Instruction:
Please extract each line from the items below that contains the word "positive".

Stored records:
★ ★ ★ ★

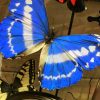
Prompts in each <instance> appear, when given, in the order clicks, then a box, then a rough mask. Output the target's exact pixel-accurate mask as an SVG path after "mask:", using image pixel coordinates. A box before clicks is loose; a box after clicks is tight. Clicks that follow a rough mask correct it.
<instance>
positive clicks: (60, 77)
mask: <svg viewBox="0 0 100 100" xmlns="http://www.w3.org/2000/svg"><path fill="white" fill-rule="evenodd" d="M99 65H100V36H94V35H86V34H85V35H71V36H63V37H58V38H56V39H54V41H53V42H52V43H51V44H50V46H49V48H48V56H47V58H46V62H45V64H44V67H43V70H42V76H41V86H42V87H43V88H47V89H49V90H53V89H60V88H64V87H68V86H71V85H73V84H75V83H76V82H78V81H79V80H80V79H81V78H82V70H83V68H84V69H86V70H91V69H94V68H95V67H96V66H99Z"/></svg>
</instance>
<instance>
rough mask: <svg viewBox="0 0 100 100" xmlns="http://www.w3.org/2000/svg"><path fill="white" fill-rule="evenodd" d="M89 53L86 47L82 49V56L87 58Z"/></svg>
mask: <svg viewBox="0 0 100 100" xmlns="http://www.w3.org/2000/svg"><path fill="white" fill-rule="evenodd" d="M88 53H89V51H88V50H87V49H86V48H84V47H82V48H81V54H82V55H84V56H85V55H88Z"/></svg>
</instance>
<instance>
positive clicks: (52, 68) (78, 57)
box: [0, 0, 100, 90]
mask: <svg viewBox="0 0 100 100" xmlns="http://www.w3.org/2000/svg"><path fill="white" fill-rule="evenodd" d="M16 5H17V6H16ZM9 9H10V11H11V12H12V15H10V16H9V17H7V18H5V19H4V20H3V21H2V23H1V24H0V53H2V54H3V56H4V58H10V57H16V56H17V55H19V54H21V53H24V54H25V55H29V54H32V53H34V52H37V51H39V50H40V49H41V54H40V62H39V71H40V79H41V87H42V88H46V89H48V90H54V89H61V88H64V87H69V86H71V85H73V84H76V83H77V82H78V81H79V80H80V79H81V78H82V74H83V69H85V70H92V69H94V68H95V67H96V66H99V65H100V35H98V34H96V35H95V34H83V35H81V34H76V35H69V36H60V37H57V38H55V34H56V33H54V32H49V27H48V26H49V25H48V18H47V15H46V10H45V6H44V0H30V2H27V0H17V1H16V0H12V1H11V4H10V6H9Z"/></svg>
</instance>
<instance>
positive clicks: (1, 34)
mask: <svg viewBox="0 0 100 100" xmlns="http://www.w3.org/2000/svg"><path fill="white" fill-rule="evenodd" d="M40 8H41V9H40ZM9 10H10V12H11V13H12V15H10V16H8V17H6V18H5V19H4V20H3V21H2V23H1V24H0V52H1V53H2V54H3V55H4V57H5V58H9V57H13V56H15V55H17V54H19V53H22V52H23V51H25V50H27V49H30V48H32V47H34V46H36V45H38V44H40V43H43V42H44V37H45V35H46V34H47V33H48V20H47V15H46V11H45V6H44V0H11V3H10V5H9Z"/></svg>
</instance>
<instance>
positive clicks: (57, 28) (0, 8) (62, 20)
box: [0, 0, 100, 100]
mask: <svg viewBox="0 0 100 100" xmlns="http://www.w3.org/2000/svg"><path fill="white" fill-rule="evenodd" d="M9 2H10V0H0V21H2V20H3V18H4V17H6V16H7V15H9V11H8V4H9ZM85 4H86V7H87V10H85V11H83V12H81V13H76V14H75V18H74V22H73V27H72V32H71V34H78V33H79V34H85V33H98V34H100V26H99V24H98V22H88V21H87V17H88V16H100V13H99V10H100V1H99V0H86V1H85ZM45 5H46V10H47V15H48V20H49V26H50V28H53V27H54V28H55V32H56V34H57V35H67V32H68V27H69V22H70V17H71V11H70V10H69V9H68V8H67V3H64V4H60V3H58V2H56V0H45ZM39 55H40V52H37V53H35V54H32V55H30V56H27V57H23V58H22V59H14V60H10V59H8V60H6V59H4V60H3V67H2V76H1V79H3V80H4V81H6V82H7V83H9V84H11V83H12V82H13V80H14V77H15V76H16V72H17V71H18V70H19V69H20V66H22V64H23V63H25V62H26V61H27V60H29V59H34V60H35V61H36V68H38V62H39ZM9 71H10V72H9ZM99 78H100V68H99V67H97V68H95V69H94V70H92V71H84V73H83V78H82V80H81V81H80V82H78V83H77V84H75V85H73V86H71V87H68V88H64V89H61V90H60V91H59V95H58V96H59V97H61V98H63V99H64V100H92V95H93V93H94V90H95V88H96V84H97V82H98V79H99ZM37 84H38V83H37ZM44 91H46V90H44ZM46 92H49V93H51V94H53V93H54V92H55V91H46ZM73 96H74V97H73ZM98 100H100V99H98Z"/></svg>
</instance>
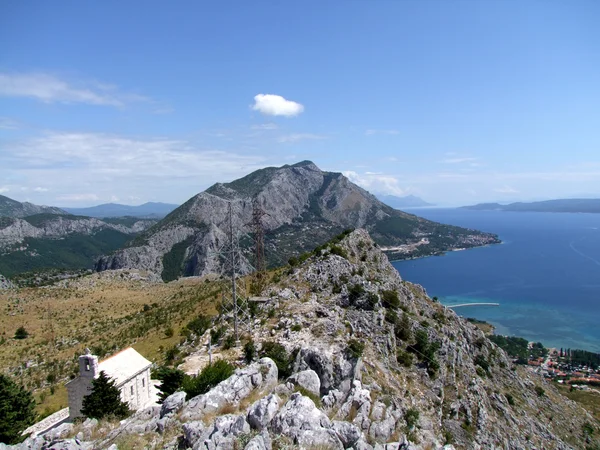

★ ★ ★ ★

Exercise result:
positive clicks: (60, 77)
positive clicks: (52, 68) (78, 57)
positive clicks: (1, 34)
positive clicks: (57, 28) (0, 8) (62, 20)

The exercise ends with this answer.